Count the lines in the items below that contain the string "floret", where uppercase and lowercase letters count as different, and give only the number.

-- -- --

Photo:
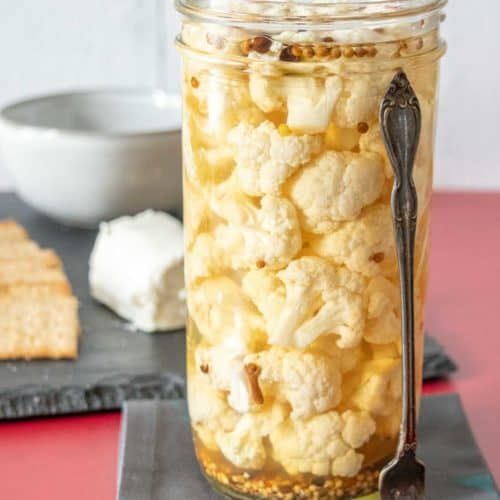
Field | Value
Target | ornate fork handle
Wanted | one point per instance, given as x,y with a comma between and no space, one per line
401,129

-- -- --

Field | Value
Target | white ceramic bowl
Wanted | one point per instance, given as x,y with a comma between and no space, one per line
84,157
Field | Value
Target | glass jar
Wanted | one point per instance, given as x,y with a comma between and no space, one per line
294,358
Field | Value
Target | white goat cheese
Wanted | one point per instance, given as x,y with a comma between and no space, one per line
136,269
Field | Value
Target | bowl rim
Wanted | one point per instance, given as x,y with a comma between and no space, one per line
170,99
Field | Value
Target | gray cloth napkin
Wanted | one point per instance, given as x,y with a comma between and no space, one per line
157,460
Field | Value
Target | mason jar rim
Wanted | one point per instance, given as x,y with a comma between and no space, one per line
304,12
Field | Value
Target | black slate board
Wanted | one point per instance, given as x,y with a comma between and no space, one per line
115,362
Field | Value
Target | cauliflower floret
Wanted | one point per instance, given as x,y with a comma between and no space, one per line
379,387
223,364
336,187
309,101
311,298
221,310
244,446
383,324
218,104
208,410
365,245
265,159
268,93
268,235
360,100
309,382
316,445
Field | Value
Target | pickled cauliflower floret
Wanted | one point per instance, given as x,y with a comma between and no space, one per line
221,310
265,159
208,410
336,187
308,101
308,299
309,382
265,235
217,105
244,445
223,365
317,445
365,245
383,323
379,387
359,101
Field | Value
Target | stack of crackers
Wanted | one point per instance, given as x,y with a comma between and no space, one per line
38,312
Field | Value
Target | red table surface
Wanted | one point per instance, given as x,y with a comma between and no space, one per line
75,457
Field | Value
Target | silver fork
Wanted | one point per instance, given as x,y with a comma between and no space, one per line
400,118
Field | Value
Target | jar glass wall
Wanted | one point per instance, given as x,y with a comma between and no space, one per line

-- -- --

• [Task solution]:
2